DATA SHOWN:
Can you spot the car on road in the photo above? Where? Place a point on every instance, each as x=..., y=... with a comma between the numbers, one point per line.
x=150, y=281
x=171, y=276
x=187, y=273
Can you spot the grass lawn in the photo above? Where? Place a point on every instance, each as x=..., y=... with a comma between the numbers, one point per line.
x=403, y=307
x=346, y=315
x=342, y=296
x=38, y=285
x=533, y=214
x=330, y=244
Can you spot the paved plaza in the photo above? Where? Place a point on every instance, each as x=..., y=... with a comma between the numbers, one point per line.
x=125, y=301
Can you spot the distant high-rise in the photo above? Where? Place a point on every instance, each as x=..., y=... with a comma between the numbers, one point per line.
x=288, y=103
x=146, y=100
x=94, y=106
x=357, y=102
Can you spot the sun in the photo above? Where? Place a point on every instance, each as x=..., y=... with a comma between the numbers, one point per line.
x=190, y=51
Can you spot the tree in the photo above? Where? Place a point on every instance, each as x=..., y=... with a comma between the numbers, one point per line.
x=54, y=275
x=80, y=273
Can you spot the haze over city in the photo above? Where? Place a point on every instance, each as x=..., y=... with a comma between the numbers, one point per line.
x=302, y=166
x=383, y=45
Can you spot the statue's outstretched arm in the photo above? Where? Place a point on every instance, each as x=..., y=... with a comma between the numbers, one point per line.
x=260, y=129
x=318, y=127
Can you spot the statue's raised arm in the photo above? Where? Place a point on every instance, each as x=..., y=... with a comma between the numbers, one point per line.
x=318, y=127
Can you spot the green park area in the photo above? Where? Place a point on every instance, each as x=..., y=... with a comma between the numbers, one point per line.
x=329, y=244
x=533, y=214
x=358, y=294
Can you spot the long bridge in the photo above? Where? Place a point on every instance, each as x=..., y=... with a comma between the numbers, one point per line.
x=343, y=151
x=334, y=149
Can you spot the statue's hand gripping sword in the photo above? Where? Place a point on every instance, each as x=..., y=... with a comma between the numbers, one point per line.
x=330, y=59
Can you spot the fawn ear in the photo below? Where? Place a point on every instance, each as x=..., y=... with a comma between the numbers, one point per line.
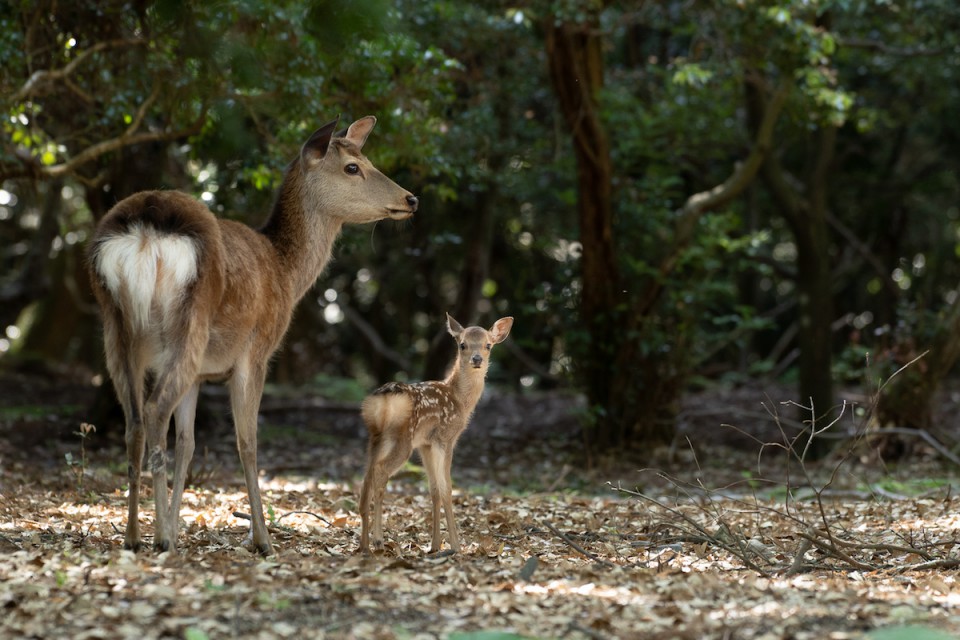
x=454, y=327
x=501, y=329
x=359, y=130
x=315, y=148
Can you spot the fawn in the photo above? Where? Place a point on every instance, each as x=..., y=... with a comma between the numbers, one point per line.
x=429, y=417
x=187, y=297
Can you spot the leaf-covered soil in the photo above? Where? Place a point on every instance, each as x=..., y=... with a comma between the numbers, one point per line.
x=719, y=542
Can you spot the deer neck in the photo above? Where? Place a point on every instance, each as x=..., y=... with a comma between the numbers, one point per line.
x=467, y=384
x=302, y=229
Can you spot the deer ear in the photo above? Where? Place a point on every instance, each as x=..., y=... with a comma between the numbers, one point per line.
x=315, y=148
x=501, y=329
x=454, y=327
x=359, y=130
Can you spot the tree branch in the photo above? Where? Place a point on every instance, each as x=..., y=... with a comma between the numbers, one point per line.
x=46, y=76
x=700, y=203
x=93, y=152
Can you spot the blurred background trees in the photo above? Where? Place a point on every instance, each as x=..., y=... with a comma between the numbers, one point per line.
x=663, y=194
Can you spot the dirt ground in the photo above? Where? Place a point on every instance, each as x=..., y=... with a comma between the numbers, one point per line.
x=712, y=537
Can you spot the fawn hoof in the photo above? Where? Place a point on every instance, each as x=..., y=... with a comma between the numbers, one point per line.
x=161, y=545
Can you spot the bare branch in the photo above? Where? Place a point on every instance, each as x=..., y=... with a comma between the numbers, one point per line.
x=882, y=47
x=40, y=78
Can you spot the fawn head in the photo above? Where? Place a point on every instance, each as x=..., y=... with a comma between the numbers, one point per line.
x=475, y=343
x=338, y=177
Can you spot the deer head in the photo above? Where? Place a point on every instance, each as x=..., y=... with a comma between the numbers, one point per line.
x=338, y=177
x=475, y=343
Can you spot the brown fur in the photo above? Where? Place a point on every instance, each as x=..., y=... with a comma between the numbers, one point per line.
x=188, y=297
x=429, y=417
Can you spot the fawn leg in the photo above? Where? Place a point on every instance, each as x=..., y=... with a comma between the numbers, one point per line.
x=446, y=493
x=387, y=455
x=430, y=460
x=184, y=417
x=246, y=389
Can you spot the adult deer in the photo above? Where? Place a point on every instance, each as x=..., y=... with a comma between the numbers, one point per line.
x=430, y=417
x=187, y=297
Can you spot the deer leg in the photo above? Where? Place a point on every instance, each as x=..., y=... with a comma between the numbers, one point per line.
x=183, y=355
x=184, y=417
x=386, y=456
x=127, y=374
x=446, y=493
x=367, y=491
x=246, y=389
x=430, y=460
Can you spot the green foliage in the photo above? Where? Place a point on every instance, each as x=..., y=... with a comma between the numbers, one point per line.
x=468, y=120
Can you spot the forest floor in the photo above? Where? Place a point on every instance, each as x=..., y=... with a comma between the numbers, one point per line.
x=713, y=537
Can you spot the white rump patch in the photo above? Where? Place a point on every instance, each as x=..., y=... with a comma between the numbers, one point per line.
x=142, y=267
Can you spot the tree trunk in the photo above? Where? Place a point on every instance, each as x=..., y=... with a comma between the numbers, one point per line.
x=807, y=219
x=575, y=58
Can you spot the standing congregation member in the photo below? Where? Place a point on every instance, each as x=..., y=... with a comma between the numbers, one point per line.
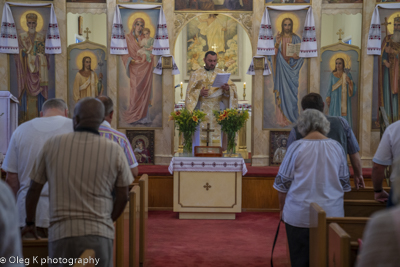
x=10, y=245
x=381, y=238
x=340, y=131
x=25, y=145
x=112, y=134
x=388, y=150
x=314, y=170
x=82, y=169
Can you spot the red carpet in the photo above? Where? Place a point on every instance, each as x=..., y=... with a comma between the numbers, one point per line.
x=246, y=241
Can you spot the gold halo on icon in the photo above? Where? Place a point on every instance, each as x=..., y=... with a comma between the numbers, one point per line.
x=346, y=58
x=391, y=21
x=22, y=21
x=295, y=19
x=147, y=22
x=83, y=54
x=144, y=138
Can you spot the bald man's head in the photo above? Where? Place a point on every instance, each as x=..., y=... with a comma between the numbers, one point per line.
x=88, y=113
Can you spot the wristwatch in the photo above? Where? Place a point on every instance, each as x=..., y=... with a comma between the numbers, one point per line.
x=29, y=223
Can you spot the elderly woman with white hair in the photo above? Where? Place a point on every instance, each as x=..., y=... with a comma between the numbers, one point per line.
x=314, y=170
x=381, y=238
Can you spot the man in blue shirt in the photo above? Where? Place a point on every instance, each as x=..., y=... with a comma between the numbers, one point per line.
x=340, y=131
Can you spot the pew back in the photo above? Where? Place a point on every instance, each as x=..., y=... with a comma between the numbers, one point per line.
x=362, y=208
x=366, y=193
x=86, y=257
x=32, y=248
x=354, y=226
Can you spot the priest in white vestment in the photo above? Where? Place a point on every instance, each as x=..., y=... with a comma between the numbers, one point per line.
x=86, y=82
x=201, y=95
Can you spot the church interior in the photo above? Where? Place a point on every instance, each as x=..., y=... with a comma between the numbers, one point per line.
x=94, y=44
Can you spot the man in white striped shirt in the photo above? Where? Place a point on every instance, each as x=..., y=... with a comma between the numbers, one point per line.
x=82, y=169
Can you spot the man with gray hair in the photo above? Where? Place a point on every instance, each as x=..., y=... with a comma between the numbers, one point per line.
x=25, y=145
x=116, y=136
x=340, y=131
x=82, y=169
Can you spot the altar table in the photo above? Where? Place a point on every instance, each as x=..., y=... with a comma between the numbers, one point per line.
x=207, y=188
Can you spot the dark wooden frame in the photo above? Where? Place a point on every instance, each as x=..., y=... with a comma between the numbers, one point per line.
x=149, y=134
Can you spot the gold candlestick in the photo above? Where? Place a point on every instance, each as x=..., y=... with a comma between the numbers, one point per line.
x=244, y=91
x=181, y=90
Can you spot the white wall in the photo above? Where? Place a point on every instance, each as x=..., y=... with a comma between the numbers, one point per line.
x=97, y=24
x=246, y=51
x=350, y=25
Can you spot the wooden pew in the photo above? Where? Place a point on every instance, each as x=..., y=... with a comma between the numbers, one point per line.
x=86, y=256
x=342, y=251
x=32, y=248
x=144, y=209
x=354, y=226
x=366, y=193
x=134, y=226
x=119, y=241
x=338, y=247
x=362, y=208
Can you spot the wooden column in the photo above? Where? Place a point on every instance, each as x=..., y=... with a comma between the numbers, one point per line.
x=164, y=138
x=259, y=141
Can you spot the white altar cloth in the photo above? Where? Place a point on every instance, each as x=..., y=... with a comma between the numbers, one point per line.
x=205, y=164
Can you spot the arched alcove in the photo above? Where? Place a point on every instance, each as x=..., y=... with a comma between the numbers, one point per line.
x=193, y=37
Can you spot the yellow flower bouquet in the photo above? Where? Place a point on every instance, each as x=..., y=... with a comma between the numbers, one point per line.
x=186, y=122
x=231, y=121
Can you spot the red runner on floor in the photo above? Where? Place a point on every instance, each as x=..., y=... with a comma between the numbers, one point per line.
x=246, y=241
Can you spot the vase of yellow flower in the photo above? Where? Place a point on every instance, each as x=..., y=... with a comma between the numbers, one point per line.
x=231, y=121
x=186, y=122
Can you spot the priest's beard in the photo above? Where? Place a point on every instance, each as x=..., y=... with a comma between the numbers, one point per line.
x=396, y=36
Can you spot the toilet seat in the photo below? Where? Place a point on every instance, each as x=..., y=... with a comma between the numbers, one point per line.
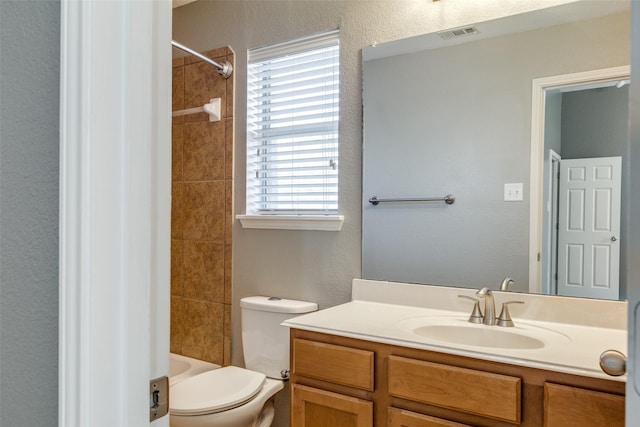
x=215, y=391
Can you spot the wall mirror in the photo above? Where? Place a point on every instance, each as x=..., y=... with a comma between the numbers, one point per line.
x=455, y=113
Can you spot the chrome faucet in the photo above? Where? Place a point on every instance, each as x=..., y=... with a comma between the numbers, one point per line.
x=504, y=286
x=489, y=306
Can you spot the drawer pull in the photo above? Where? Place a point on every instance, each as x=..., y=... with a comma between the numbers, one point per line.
x=613, y=362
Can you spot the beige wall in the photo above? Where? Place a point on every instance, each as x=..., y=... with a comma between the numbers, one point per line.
x=201, y=212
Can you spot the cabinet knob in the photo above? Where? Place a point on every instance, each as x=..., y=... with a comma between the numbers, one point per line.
x=613, y=362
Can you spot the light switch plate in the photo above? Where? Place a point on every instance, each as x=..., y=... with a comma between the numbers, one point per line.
x=513, y=192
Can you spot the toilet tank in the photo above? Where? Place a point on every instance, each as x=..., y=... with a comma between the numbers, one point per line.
x=265, y=343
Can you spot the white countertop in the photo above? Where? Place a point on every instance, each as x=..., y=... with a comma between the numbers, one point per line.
x=572, y=348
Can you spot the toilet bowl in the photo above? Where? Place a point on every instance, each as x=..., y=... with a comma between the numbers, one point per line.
x=225, y=397
x=239, y=397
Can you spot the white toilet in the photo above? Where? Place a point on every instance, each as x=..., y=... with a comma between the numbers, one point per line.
x=237, y=397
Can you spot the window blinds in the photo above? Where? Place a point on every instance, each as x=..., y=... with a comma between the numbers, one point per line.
x=292, y=138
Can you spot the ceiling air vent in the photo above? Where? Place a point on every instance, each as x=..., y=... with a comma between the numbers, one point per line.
x=458, y=32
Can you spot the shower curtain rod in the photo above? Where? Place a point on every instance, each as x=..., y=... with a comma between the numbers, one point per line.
x=224, y=69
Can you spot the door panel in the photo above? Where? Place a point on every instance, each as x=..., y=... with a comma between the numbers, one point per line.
x=589, y=227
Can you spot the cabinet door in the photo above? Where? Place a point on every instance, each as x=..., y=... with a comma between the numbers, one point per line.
x=403, y=418
x=312, y=407
x=566, y=406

TASK:
Take the part of the data that opens with the line containing "Can you spot the pew" and closes with the line containing "x=201, y=95", and rename "white vestment" to "white robe" throughout it. Give back only those lines, with nothing else changed.

SOLUTION:
Can you spot the pew back in the photo above? Where? Place a point on every instance, each as x=..., y=... with a comma between the numbers, one point per line.
x=362, y=208
x=366, y=193
x=86, y=257
x=32, y=248
x=354, y=226
Can you spot the priest in white robe in the photo above? Where? Place a point on every instance, each as x=..., y=... with a comma between the numbers, one point per line.
x=86, y=82
x=201, y=95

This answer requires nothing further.